> Working data:
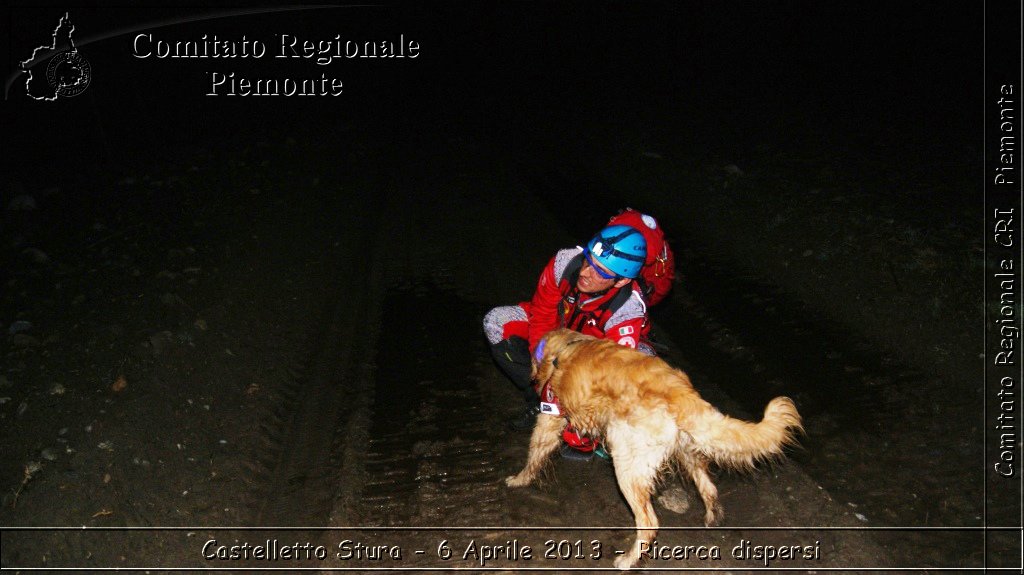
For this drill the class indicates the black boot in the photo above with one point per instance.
(526, 419)
(512, 356)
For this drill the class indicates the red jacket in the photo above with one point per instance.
(626, 325)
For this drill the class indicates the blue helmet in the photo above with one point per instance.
(621, 249)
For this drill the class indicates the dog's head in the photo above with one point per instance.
(550, 348)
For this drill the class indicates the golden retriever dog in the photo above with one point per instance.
(650, 417)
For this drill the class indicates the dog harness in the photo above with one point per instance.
(551, 406)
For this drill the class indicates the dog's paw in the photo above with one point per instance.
(625, 562)
(516, 481)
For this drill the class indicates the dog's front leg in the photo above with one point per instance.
(547, 436)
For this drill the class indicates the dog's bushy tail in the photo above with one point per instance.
(738, 444)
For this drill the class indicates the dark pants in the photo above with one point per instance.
(512, 357)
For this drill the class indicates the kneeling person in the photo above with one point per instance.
(588, 290)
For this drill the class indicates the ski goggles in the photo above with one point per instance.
(599, 271)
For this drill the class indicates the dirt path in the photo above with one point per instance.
(323, 365)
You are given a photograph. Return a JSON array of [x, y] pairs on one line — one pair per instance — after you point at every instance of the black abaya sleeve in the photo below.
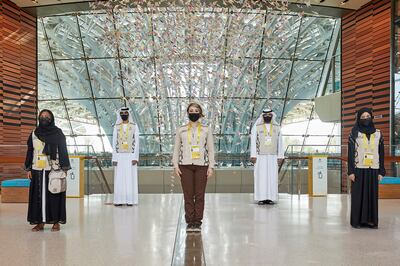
[[350, 156], [382, 170], [29, 155]]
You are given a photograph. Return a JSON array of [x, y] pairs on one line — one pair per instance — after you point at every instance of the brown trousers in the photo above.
[[194, 181]]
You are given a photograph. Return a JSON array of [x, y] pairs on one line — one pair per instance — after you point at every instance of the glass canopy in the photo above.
[[234, 62]]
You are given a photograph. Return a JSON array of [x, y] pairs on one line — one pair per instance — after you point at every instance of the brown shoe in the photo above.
[[55, 228], [38, 227]]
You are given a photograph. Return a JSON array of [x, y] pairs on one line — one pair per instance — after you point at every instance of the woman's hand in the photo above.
[[210, 172], [178, 171]]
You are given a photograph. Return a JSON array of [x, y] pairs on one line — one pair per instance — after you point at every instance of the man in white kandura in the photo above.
[[266, 151], [125, 159]]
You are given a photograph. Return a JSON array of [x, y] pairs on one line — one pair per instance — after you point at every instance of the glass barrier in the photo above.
[[234, 172]]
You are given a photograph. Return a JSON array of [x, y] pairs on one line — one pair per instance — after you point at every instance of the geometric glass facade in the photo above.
[[234, 62]]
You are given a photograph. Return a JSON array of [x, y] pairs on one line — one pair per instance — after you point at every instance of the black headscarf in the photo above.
[[359, 127], [54, 140]]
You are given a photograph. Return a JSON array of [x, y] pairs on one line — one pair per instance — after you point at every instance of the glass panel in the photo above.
[[93, 29], [48, 87], [170, 43], [234, 144], [245, 35], [296, 141], [60, 115], [138, 77], [150, 144], [172, 114], [168, 142], [296, 111], [240, 78], [63, 35], [94, 142], [274, 105], [280, 36], [43, 49], [207, 32], [136, 34], [107, 143], [313, 144], [315, 36], [317, 127], [82, 116], [104, 77], [107, 111], [305, 79], [145, 115], [173, 79], [236, 117], [334, 146], [294, 128], [206, 79], [274, 78], [73, 79]]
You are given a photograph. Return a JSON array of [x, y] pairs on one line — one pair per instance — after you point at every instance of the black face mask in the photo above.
[[124, 117], [366, 122], [267, 119], [194, 117], [44, 121]]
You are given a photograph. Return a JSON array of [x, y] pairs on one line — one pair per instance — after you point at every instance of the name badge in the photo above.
[[195, 152], [41, 162], [125, 145], [268, 141], [368, 159]]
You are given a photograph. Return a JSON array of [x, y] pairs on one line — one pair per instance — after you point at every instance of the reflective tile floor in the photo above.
[[296, 231]]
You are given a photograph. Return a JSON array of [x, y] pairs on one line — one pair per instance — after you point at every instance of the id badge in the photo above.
[[195, 152], [41, 162], [368, 159], [268, 141], [125, 146]]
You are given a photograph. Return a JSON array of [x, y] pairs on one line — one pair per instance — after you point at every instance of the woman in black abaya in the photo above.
[[365, 169], [46, 144]]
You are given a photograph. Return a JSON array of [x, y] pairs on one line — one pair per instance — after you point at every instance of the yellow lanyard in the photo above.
[[270, 133], [190, 134], [39, 146], [121, 132], [369, 144]]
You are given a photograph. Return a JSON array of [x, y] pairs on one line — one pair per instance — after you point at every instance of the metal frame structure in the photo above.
[[308, 63]]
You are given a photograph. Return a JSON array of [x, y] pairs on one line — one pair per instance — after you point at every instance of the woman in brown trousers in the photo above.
[[193, 161]]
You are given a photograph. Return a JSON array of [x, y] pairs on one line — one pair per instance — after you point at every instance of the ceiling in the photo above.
[[351, 4], [234, 63]]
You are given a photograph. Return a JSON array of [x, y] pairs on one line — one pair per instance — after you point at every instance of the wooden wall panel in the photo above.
[[366, 68], [18, 94]]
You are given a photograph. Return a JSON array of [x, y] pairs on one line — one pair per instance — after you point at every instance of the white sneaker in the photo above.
[[190, 228], [197, 228]]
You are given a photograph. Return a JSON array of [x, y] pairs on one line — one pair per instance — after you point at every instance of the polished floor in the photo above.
[[297, 231]]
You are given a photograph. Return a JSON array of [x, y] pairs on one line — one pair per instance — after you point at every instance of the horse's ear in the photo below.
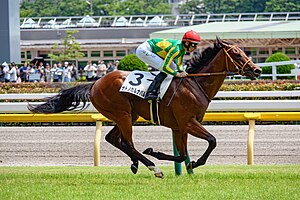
[[219, 41]]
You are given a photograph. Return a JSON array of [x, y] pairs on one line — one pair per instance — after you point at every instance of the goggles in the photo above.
[[193, 44]]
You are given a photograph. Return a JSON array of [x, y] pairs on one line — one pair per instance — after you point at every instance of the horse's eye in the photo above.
[[239, 57]]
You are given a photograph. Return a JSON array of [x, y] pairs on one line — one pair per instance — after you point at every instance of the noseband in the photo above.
[[238, 66]]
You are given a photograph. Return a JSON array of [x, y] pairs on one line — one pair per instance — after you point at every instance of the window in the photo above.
[[23, 55], [108, 53], [253, 51], [82, 64], [28, 54], [277, 50], [95, 54], [85, 54], [121, 53], [290, 51], [264, 51], [43, 54]]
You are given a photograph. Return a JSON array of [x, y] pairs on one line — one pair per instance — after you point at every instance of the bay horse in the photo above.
[[182, 108]]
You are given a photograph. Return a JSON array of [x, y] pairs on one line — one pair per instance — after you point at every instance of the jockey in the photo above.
[[166, 55]]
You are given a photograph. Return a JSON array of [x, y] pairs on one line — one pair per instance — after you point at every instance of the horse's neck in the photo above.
[[211, 84]]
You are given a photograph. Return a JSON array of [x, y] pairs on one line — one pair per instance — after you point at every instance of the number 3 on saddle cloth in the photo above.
[[137, 83]]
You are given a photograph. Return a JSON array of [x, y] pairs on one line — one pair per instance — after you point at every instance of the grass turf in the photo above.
[[208, 182]]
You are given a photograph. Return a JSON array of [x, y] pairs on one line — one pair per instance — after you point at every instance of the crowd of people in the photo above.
[[58, 72]]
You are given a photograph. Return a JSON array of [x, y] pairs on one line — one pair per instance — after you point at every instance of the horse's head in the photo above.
[[238, 62]]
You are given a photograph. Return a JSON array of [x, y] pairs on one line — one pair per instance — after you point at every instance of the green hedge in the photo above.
[[283, 69]]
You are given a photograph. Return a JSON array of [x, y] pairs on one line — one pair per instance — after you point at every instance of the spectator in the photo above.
[[1, 74], [24, 72], [13, 73], [6, 72], [67, 72], [33, 74], [111, 67], [101, 69], [41, 71], [56, 72], [74, 72], [59, 72], [48, 74], [90, 71]]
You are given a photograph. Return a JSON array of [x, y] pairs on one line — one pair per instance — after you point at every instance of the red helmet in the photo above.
[[191, 36]]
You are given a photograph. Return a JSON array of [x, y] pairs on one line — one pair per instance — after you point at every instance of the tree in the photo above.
[[70, 49], [193, 6], [41, 8]]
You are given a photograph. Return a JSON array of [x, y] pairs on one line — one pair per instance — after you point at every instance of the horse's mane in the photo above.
[[200, 60]]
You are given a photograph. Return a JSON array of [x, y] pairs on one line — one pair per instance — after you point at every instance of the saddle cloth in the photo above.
[[138, 82]]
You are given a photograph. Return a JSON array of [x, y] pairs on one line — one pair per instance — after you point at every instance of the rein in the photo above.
[[212, 74], [238, 66]]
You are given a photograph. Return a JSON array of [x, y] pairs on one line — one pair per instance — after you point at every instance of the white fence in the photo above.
[[216, 105], [274, 65]]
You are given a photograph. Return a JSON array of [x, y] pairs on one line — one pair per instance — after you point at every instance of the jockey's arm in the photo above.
[[171, 56]]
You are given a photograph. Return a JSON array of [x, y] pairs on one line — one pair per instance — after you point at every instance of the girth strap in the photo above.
[[154, 112]]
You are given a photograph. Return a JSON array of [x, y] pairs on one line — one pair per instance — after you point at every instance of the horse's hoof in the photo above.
[[159, 175], [157, 172], [190, 165], [148, 151], [134, 168]]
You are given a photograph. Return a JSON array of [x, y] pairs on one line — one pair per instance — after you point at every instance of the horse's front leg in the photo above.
[[181, 144], [114, 137], [196, 129]]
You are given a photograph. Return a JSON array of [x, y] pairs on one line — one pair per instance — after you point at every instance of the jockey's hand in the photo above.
[[182, 74]]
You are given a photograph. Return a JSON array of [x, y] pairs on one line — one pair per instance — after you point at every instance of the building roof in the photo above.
[[237, 30]]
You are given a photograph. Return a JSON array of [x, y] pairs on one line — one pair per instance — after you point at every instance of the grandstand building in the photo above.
[[110, 38]]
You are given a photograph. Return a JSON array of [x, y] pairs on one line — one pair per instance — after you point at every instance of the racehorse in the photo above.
[[182, 108]]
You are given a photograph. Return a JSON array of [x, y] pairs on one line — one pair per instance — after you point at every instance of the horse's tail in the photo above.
[[65, 100]]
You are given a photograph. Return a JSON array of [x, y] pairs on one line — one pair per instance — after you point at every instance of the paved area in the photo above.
[[73, 146]]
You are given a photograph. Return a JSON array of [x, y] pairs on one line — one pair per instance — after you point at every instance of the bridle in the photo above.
[[238, 66]]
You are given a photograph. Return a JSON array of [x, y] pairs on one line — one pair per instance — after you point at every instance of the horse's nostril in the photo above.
[[257, 70]]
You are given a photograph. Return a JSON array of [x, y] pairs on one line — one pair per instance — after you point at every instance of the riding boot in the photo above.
[[153, 90]]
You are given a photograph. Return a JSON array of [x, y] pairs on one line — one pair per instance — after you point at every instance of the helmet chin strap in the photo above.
[[187, 46]]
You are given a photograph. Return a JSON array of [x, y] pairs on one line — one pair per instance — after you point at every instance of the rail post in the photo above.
[[178, 168], [97, 143], [251, 141], [251, 117]]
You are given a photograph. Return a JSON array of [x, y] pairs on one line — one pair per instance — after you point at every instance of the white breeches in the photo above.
[[145, 54]]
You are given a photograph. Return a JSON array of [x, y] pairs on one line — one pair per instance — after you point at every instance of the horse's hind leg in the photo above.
[[197, 130], [125, 125], [114, 138], [181, 144]]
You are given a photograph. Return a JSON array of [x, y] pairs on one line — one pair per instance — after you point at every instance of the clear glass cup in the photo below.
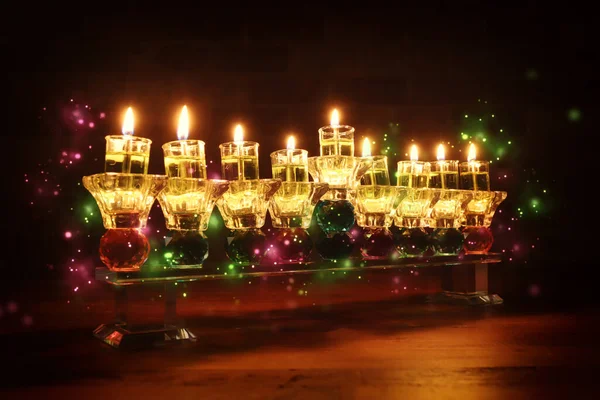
[[127, 154], [443, 174], [336, 140], [474, 175], [239, 160], [413, 174], [290, 165]]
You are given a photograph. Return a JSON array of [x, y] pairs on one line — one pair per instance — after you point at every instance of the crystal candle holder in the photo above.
[[474, 175], [413, 207], [374, 205], [125, 201], [336, 140], [239, 161], [443, 174], [185, 159], [187, 203], [340, 172], [293, 204], [378, 174], [127, 154], [290, 165], [245, 204], [478, 215], [413, 174], [447, 207]]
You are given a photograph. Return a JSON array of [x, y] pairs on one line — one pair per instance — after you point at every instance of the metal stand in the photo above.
[[120, 334], [466, 284]]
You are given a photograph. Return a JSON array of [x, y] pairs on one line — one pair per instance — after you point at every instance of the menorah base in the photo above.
[[126, 337]]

> What needs to be done: When you reach the line containing "base in the photo above." in the listing, transcribe it and every line after it exactly, through the last line, and add nothing.

> Solution:
You are given a photograph. Return a JSON array of [x, y] pairs on one line — one pair per instance — after you point at every instance of the menorah base in the photo above.
[[126, 337]]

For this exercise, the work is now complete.